(Images for object localization)

****************

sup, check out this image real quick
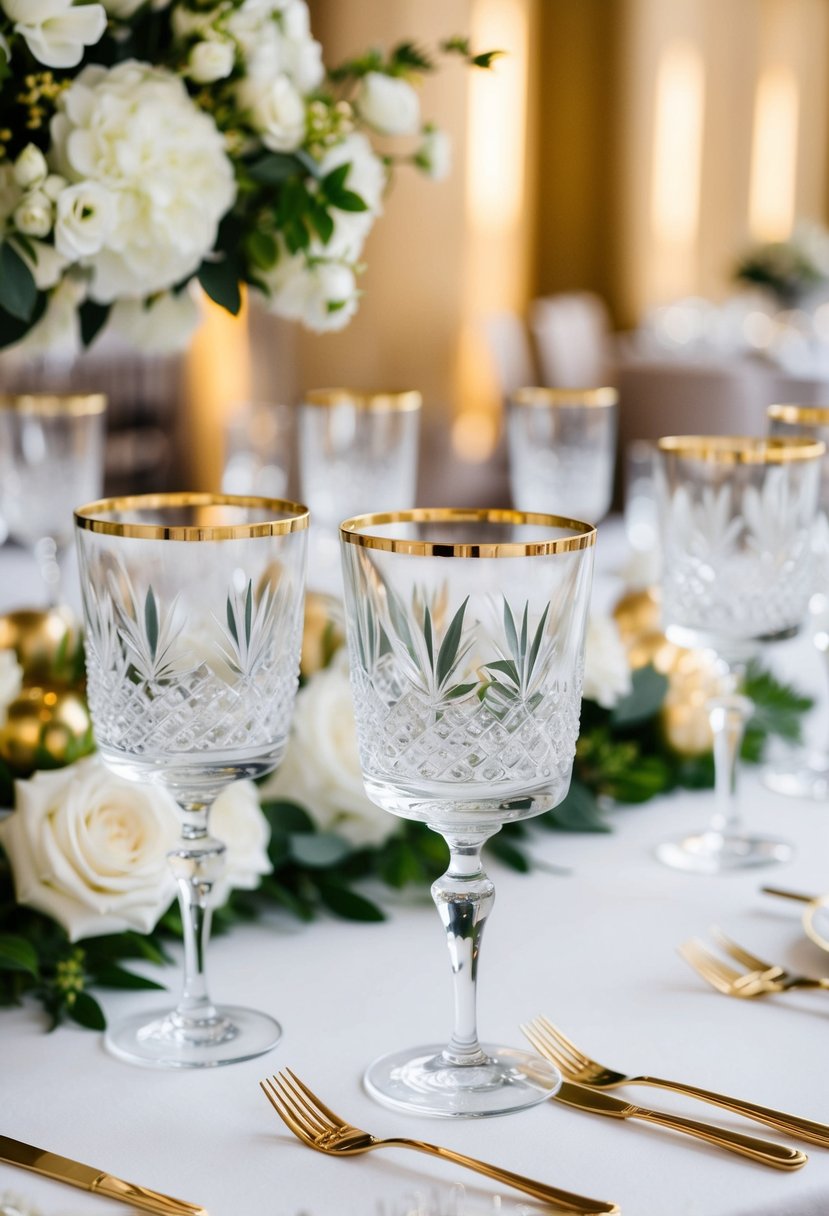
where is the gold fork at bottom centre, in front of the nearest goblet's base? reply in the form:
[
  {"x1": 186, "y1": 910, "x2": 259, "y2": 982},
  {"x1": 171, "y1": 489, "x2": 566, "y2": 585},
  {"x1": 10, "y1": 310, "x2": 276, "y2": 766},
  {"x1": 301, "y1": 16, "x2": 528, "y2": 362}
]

****************

Task to complete:
Give the entries back verbatim and omit the images.

Task output:
sup, check out this image real quick
where is the gold fork at bottom centre, in front of the nearest goblet's base? reply in the form:
[
  {"x1": 186, "y1": 910, "x2": 259, "y2": 982},
  {"x1": 171, "y1": 489, "x2": 566, "y2": 585},
  {"x1": 10, "y1": 310, "x2": 276, "y2": 766},
  {"x1": 301, "y1": 16, "x2": 528, "y2": 362}
]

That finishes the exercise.